■ PROBLEM TO SOLVE: The data follows this line. Copy verbatim the line with "green tree, and" and each line after it to the end.

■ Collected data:

--

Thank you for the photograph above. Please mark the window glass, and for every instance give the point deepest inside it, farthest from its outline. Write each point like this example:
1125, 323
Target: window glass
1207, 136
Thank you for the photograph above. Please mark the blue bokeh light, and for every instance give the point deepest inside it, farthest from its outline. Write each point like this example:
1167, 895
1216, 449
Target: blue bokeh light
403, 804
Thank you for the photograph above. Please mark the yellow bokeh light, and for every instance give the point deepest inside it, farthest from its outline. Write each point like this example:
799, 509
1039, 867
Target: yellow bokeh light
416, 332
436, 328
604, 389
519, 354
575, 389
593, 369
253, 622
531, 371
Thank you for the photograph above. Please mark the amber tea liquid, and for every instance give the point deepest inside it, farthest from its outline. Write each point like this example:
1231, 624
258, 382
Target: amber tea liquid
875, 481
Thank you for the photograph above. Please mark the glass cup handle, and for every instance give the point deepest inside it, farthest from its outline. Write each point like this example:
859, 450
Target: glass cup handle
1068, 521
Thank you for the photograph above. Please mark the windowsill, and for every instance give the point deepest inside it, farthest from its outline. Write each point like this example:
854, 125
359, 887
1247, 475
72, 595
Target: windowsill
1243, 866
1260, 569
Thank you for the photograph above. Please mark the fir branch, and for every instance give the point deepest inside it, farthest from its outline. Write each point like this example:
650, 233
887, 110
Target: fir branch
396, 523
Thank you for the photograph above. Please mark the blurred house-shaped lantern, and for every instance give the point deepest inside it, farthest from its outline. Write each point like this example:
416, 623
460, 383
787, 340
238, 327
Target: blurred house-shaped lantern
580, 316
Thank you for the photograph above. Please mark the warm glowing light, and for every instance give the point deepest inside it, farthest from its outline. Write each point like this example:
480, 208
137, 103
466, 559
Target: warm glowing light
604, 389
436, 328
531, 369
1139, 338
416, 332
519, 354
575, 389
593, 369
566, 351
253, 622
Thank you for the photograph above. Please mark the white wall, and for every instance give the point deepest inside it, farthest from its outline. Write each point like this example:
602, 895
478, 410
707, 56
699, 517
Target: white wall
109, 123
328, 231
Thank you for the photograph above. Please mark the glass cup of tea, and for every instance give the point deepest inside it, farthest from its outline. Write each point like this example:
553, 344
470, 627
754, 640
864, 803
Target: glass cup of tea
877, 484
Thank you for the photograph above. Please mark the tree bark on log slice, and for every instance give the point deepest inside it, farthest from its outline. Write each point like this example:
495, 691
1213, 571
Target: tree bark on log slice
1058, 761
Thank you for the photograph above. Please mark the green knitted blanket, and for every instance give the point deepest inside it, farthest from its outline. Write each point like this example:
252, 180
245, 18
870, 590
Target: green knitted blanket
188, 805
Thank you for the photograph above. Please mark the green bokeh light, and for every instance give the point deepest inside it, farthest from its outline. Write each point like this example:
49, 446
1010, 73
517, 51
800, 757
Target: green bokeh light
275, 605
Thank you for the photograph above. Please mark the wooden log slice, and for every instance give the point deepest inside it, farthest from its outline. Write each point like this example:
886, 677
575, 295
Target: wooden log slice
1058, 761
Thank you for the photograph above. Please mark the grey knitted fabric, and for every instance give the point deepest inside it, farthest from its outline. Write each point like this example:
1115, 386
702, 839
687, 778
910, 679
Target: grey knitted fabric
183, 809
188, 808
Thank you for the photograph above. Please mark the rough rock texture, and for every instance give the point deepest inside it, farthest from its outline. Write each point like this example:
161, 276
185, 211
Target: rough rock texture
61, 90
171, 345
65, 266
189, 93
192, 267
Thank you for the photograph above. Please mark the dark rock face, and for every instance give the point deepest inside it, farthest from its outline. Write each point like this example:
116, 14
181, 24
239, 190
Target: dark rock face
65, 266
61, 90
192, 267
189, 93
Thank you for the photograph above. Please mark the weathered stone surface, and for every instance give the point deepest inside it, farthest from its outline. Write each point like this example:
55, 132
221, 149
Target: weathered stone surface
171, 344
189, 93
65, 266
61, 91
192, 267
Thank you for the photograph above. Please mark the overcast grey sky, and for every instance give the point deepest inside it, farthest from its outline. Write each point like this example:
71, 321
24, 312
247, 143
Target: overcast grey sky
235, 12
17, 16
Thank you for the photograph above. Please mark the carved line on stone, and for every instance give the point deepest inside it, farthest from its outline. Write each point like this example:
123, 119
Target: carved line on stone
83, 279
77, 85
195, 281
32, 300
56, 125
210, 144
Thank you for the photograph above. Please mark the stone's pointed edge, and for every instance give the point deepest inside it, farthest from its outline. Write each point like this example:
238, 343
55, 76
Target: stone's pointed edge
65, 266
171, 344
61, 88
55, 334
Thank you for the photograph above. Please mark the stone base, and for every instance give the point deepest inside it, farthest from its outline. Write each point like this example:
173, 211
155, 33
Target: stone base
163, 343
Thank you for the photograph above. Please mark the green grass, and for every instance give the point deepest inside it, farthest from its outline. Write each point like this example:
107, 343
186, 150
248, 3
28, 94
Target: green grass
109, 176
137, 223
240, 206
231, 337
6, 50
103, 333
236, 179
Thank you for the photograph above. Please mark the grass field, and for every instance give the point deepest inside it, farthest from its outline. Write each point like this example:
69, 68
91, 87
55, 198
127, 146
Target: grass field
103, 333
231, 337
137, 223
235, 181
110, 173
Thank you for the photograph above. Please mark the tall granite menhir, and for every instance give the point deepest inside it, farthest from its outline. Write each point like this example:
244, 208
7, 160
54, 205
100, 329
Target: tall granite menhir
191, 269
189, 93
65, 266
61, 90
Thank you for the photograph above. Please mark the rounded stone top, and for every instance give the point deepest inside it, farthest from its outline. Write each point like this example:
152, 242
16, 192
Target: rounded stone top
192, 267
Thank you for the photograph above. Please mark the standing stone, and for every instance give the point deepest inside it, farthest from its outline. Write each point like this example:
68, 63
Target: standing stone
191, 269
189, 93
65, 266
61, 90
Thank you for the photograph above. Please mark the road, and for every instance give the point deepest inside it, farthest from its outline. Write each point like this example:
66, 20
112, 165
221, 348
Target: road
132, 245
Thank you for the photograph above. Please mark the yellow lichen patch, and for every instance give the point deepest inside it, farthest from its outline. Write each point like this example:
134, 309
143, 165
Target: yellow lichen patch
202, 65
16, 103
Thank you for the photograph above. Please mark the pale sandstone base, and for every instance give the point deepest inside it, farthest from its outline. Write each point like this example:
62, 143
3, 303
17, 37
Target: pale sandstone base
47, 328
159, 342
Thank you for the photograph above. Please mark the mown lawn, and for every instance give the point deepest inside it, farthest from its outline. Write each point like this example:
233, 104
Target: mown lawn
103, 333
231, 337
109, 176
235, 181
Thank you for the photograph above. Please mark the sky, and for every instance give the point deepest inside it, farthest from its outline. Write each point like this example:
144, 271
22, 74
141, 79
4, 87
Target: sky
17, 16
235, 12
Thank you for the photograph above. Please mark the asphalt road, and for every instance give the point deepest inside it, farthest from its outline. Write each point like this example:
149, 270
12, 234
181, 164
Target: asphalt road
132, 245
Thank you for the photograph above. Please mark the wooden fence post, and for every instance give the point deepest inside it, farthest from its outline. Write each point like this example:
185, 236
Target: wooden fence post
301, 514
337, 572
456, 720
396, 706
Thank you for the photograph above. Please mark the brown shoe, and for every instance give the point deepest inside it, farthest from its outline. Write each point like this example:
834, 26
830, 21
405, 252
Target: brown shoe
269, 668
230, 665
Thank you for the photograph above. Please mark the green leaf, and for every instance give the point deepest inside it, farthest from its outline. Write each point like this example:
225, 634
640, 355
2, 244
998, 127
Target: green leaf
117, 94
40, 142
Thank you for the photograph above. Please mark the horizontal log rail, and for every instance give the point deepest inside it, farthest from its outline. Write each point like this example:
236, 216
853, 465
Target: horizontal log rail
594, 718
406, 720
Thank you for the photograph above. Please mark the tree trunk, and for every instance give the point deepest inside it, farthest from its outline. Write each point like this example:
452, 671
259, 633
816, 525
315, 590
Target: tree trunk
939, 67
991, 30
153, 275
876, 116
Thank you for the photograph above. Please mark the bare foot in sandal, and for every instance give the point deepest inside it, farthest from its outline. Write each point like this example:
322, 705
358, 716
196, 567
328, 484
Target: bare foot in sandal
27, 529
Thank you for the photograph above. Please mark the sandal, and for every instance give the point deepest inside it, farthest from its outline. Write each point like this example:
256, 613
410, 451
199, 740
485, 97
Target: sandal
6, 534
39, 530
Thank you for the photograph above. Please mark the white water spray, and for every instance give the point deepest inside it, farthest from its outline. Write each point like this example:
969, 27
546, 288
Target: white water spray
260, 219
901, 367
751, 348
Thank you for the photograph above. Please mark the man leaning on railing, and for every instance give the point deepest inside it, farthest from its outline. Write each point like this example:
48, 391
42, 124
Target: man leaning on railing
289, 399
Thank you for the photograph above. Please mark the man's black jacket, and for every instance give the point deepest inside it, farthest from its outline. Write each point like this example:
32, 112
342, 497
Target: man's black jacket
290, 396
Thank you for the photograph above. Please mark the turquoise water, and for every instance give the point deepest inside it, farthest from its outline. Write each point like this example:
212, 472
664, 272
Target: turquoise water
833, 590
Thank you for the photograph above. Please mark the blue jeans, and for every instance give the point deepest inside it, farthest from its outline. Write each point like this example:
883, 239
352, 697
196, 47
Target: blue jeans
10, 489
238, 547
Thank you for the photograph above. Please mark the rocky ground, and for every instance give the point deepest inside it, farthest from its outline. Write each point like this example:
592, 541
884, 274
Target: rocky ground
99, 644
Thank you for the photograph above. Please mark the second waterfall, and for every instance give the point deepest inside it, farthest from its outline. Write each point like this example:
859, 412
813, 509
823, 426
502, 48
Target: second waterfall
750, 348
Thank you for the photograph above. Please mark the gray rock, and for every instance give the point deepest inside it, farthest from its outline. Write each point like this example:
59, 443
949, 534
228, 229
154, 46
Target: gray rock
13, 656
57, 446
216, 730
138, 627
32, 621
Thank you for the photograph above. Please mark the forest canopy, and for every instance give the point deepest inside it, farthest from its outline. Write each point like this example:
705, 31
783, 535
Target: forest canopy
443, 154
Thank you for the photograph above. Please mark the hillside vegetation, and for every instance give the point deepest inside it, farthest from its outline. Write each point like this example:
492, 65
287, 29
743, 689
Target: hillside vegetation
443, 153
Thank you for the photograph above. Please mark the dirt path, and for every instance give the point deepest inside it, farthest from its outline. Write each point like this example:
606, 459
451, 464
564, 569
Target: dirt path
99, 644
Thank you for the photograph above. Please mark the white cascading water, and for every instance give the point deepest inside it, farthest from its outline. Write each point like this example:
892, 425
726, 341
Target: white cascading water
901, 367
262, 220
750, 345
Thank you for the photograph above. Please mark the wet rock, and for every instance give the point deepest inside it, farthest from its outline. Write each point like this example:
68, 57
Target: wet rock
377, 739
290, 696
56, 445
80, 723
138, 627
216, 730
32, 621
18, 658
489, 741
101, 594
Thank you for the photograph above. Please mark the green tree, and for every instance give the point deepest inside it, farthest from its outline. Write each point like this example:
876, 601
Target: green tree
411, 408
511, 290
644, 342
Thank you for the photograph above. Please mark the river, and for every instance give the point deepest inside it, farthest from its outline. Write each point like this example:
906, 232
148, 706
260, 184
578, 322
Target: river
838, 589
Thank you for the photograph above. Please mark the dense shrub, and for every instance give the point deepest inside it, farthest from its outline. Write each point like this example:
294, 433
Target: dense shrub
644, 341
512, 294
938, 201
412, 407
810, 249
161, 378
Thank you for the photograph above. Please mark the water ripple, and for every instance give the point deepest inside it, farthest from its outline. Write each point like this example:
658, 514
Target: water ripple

--

■ EXPECTED ANSWER:
Thank you for the photograph above. Please mark the green tree, and for every instance give the point deepest inside it, farthest from its outline. Write each point like this example:
876, 601
Target: green tree
411, 408
511, 290
644, 342
Thank you for the photograph above. Please mark the river, and for every instance give the point deepest inside it, farthest from its outline. Write each point like this example:
906, 232
148, 706
260, 184
578, 322
Target: river
838, 589
Thank you for the photograph above. Please mark the dense shrub, and for every instance give the point deepest inside it, farthest from its outline. Write each point like this example:
294, 433
Target: dense shrub
644, 341
512, 294
938, 201
412, 407
810, 249
161, 378
Thank you for the photograph above. Please mark the water ripple, and for every instance give the point deepest inside it, farthest from its outline. Write each point like this example:
658, 514
Target: water ripple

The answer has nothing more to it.